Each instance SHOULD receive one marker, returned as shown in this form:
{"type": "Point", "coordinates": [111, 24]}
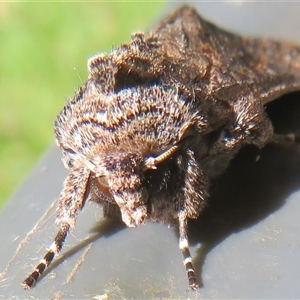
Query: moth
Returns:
{"type": "Point", "coordinates": [162, 116]}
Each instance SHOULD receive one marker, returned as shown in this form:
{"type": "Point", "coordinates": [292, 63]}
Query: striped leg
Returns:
{"type": "Point", "coordinates": [184, 247]}
{"type": "Point", "coordinates": [72, 199]}
{"type": "Point", "coordinates": [45, 262]}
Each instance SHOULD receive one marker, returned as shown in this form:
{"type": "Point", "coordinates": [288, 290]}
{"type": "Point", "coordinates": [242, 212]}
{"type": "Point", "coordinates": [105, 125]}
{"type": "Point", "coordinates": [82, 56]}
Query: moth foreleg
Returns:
{"type": "Point", "coordinates": [184, 247]}
{"type": "Point", "coordinates": [71, 200]}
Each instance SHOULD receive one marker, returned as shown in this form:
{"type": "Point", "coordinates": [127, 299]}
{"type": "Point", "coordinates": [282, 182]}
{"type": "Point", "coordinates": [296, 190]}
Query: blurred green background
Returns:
{"type": "Point", "coordinates": [43, 52]}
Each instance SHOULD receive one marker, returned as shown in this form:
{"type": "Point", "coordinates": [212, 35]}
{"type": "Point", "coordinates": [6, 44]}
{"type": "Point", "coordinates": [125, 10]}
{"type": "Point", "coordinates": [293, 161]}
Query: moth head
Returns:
{"type": "Point", "coordinates": [132, 179]}
{"type": "Point", "coordinates": [128, 140]}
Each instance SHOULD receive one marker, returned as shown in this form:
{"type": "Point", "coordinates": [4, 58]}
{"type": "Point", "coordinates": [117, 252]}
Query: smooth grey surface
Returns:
{"type": "Point", "coordinates": [245, 245]}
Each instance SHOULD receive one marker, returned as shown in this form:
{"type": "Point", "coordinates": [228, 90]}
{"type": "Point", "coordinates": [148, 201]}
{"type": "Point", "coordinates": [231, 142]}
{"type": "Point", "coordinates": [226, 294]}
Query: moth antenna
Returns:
{"type": "Point", "coordinates": [151, 162]}
{"type": "Point", "coordinates": [77, 73]}
{"type": "Point", "coordinates": [54, 249]}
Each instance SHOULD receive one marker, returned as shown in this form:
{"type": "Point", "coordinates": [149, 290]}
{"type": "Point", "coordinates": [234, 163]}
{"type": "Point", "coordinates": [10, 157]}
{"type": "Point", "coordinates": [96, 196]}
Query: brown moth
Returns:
{"type": "Point", "coordinates": [160, 117]}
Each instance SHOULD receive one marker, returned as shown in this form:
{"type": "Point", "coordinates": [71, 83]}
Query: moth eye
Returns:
{"type": "Point", "coordinates": [103, 186]}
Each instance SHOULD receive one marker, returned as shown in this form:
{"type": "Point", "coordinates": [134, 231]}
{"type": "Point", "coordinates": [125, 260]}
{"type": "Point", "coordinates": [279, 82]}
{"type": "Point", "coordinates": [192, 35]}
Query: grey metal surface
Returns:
{"type": "Point", "coordinates": [246, 244]}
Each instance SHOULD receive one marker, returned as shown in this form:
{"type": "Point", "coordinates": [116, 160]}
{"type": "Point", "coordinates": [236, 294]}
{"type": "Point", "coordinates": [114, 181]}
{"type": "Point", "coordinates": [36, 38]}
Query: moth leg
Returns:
{"type": "Point", "coordinates": [71, 201]}
{"type": "Point", "coordinates": [184, 247]}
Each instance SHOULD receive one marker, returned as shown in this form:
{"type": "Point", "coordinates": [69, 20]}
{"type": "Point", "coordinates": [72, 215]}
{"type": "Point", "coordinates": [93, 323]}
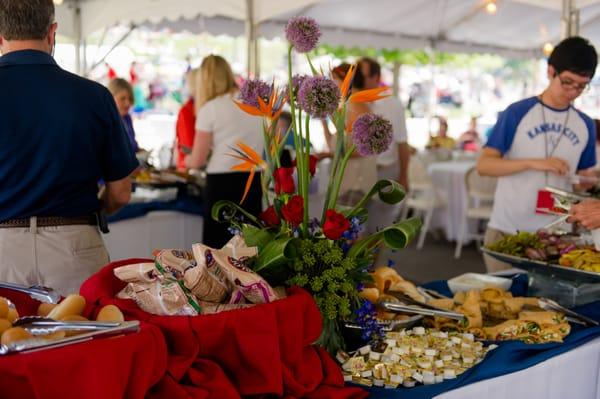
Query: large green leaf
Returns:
{"type": "Point", "coordinates": [396, 236]}
{"type": "Point", "coordinates": [277, 253]}
{"type": "Point", "coordinates": [256, 236]}
{"type": "Point", "coordinates": [225, 212]}
{"type": "Point", "coordinates": [389, 191]}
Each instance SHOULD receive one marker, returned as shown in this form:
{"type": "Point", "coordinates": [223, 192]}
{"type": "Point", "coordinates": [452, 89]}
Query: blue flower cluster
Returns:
{"type": "Point", "coordinates": [366, 317]}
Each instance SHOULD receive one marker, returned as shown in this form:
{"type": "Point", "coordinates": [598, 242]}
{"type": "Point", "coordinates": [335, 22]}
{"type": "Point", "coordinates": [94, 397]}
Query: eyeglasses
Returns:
{"type": "Point", "coordinates": [569, 84]}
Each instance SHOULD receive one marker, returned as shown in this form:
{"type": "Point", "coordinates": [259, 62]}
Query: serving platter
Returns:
{"type": "Point", "coordinates": [566, 273]}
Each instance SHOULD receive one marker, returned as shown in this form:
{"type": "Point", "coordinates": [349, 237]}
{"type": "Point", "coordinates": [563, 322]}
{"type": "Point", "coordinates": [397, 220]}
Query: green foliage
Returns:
{"type": "Point", "coordinates": [322, 269]}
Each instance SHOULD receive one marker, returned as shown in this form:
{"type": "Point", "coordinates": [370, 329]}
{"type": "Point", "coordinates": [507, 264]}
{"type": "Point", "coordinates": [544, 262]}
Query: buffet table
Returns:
{"type": "Point", "coordinates": [449, 178]}
{"type": "Point", "coordinates": [518, 370]}
{"type": "Point", "coordinates": [139, 228]}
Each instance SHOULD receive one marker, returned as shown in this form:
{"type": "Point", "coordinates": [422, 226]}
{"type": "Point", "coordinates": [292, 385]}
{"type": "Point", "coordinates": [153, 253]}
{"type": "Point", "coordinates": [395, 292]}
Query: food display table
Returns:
{"type": "Point", "coordinates": [140, 228]}
{"type": "Point", "coordinates": [449, 178]}
{"type": "Point", "coordinates": [119, 367]}
{"type": "Point", "coordinates": [519, 370]}
{"type": "Point", "coordinates": [262, 350]}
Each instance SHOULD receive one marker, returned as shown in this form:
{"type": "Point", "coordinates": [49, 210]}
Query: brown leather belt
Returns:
{"type": "Point", "coordinates": [48, 221]}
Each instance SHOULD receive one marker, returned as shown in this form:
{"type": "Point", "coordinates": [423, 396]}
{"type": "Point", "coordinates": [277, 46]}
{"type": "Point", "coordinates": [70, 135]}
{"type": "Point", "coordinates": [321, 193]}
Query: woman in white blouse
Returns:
{"type": "Point", "coordinates": [220, 124]}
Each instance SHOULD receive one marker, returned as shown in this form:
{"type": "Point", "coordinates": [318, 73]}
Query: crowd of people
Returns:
{"type": "Point", "coordinates": [62, 134]}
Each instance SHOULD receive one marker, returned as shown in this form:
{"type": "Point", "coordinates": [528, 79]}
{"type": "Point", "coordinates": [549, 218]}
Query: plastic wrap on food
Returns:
{"type": "Point", "coordinates": [211, 308]}
{"type": "Point", "coordinates": [166, 298]}
{"type": "Point", "coordinates": [137, 273]}
{"type": "Point", "coordinates": [174, 262]}
{"type": "Point", "coordinates": [252, 286]}
{"type": "Point", "coordinates": [206, 281]}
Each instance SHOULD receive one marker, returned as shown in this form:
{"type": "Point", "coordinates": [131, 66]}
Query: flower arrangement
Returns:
{"type": "Point", "coordinates": [327, 256]}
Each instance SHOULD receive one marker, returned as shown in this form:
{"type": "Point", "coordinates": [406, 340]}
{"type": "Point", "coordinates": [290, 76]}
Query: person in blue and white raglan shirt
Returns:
{"type": "Point", "coordinates": [538, 142]}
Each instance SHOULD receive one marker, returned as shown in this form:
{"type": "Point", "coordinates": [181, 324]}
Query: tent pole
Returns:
{"type": "Point", "coordinates": [569, 22]}
{"type": "Point", "coordinates": [252, 40]}
{"type": "Point", "coordinates": [78, 37]}
{"type": "Point", "coordinates": [396, 78]}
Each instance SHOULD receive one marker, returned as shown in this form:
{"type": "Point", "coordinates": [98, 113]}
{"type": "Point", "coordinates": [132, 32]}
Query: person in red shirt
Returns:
{"type": "Point", "coordinates": [186, 122]}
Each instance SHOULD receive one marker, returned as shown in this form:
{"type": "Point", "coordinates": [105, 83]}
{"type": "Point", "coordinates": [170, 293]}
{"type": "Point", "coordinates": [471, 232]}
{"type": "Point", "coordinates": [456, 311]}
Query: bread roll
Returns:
{"type": "Point", "coordinates": [110, 313]}
{"type": "Point", "coordinates": [370, 294]}
{"type": "Point", "coordinates": [45, 308]}
{"type": "Point", "coordinates": [71, 305]}
{"type": "Point", "coordinates": [14, 334]}
{"type": "Point", "coordinates": [3, 307]}
{"type": "Point", "coordinates": [4, 325]}
{"type": "Point", "coordinates": [12, 315]}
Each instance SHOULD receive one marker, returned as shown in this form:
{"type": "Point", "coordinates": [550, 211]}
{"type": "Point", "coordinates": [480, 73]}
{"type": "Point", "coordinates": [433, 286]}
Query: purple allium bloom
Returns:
{"type": "Point", "coordinates": [297, 81]}
{"type": "Point", "coordinates": [303, 33]}
{"type": "Point", "coordinates": [318, 96]}
{"type": "Point", "coordinates": [372, 134]}
{"type": "Point", "coordinates": [254, 88]}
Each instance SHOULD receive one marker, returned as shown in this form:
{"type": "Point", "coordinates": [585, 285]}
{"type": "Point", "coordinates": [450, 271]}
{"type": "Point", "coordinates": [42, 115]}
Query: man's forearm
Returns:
{"type": "Point", "coordinates": [489, 166]}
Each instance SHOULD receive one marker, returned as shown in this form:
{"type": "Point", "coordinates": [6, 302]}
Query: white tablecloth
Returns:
{"type": "Point", "coordinates": [574, 374]}
{"type": "Point", "coordinates": [449, 179]}
{"type": "Point", "coordinates": [138, 237]}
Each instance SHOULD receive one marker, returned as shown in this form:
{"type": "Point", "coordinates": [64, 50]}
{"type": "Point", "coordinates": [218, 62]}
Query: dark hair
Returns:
{"type": "Point", "coordinates": [341, 70]}
{"type": "Point", "coordinates": [574, 54]}
{"type": "Point", "coordinates": [374, 67]}
{"type": "Point", "coordinates": [25, 19]}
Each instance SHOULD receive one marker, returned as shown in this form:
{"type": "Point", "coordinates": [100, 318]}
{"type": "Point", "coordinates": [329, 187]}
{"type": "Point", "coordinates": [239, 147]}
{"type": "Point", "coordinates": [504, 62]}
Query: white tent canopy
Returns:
{"type": "Point", "coordinates": [519, 28]}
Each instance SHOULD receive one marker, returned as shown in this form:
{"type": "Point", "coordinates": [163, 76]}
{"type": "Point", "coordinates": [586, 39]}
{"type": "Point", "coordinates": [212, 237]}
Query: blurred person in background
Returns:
{"type": "Point", "coordinates": [185, 127]}
{"type": "Point", "coordinates": [122, 92]}
{"type": "Point", "coordinates": [220, 125]}
{"type": "Point", "coordinates": [469, 140]}
{"type": "Point", "coordinates": [441, 139]}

=== Given instruction ===
Pull out every line in the rows above that has the word "flower" in it, and list those lines.

=== Answer to this problem ===
Query: blue flower cluster
Query: flower arrangement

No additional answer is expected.